Text excerpt:
<<<<

In his book Good to Great, Jim Collins it wasn’t a surprise that more than 80% of great companies do not rank technology as one of their top five reasons for making a great company. So, unless a technology fits squarely in with your Hedgehog Concept, you should ignore it.

Does the technology you use fit in with your Hedgehog concept?

Good retail companies often look to technologies to help take them to the next level, whereas great companies always use technologies as an accelerator to enhance their Hedgehog Concept. When a technology aligns with your Hedgehog Concept, you need to act like a great company and become a pioneer of it. If your Hedgehog Concept doesn’t drive the use of a technology, you either have to settle for parity or ignore it completely.

I’ve seen leading edge technologies that have been pioneered by great companies. However, I’ve also seen the same technologies in “comparison organisations” and witnessed them fail to produce the same results.

Before jumping on the technology bandwagon, you need to ask yourself:

  • How does this technology connect with our Hedgehog Concept?

>>>>

Excerpted records:

<<<<

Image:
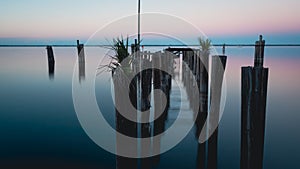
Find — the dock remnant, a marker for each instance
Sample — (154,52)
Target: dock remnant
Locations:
(81,61)
(51,61)
(254,94)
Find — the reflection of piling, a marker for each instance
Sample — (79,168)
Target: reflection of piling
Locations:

>>>>

What is expected:
Extend the article on technology and the Hedgehog Concept from its final line. The listing comes from a separate source.

Result of the exercise:
  • Can we be pioneers in the technology?

If you answered no to both questions, just forget the bloody technology and move on. It’s so easy to panic in fear of being left behind, but you need to stop worrying about what technologies your competitors may or may not be using, as they will never be the answer to making you great.

The bottom line

Technology should only be used as an accelerator, rather than a creator of momentum. While I understand that it can be hard to dismiss the hype of current technologies, you need to have absolute discipline and steer clear of any technology trends that don’t support your Hedgehog Concept.

As Norwegian politician, Christian Lous Lange once said, “Technology is a useful servant, but a dangerous master.” Never use technology as a primary means of igniting transformation – but if you can, always become a pioneer in the application of carefully selected technologies.

A Culture of Discipline

Why You Should Create A Strong Culture Of Discipline

Have you ever worked for an organisation and wondered if it’s the lack of leader and worker discipline that has prevented it from rising to the next level? I have – and I’m not alone in my thoughts. Business expert and author of Good to Great, Jim Collins has stated: “a culture of discipline is not a principle of business; it is a principle of greatness.” After all, great retail companies that grow and continue to succeed are led by self-disciplined leaders who encourage a deeper culture of discipline.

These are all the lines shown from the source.